● Required work: Write out the data again exactly, skipping every picture.

● Dataset records:

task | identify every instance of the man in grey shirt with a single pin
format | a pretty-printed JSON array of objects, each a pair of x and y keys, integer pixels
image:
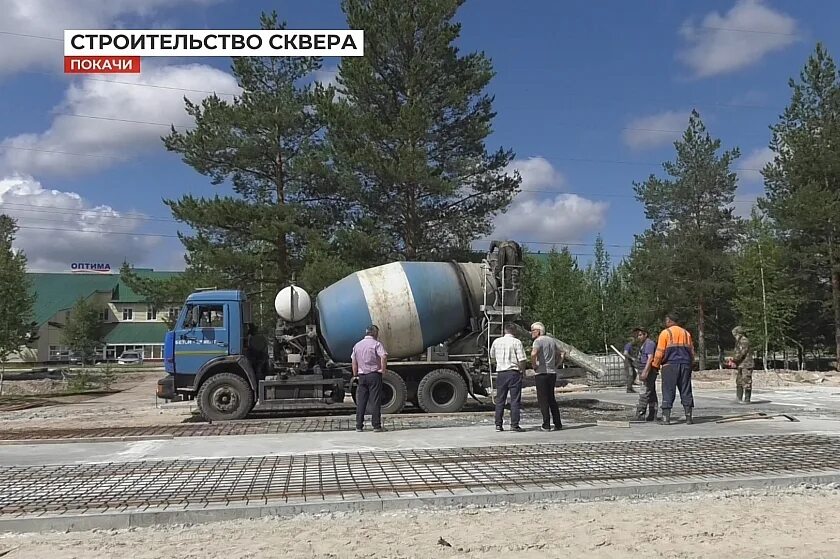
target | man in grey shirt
[{"x": 546, "y": 358}]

● Expected answer:
task | identify every instance of the man in grey shirt with a single pin
format | a pretty-printed JSON array of objects, each a pair of x and y keys, integer pixels
image:
target | man in grey shirt
[{"x": 546, "y": 358}]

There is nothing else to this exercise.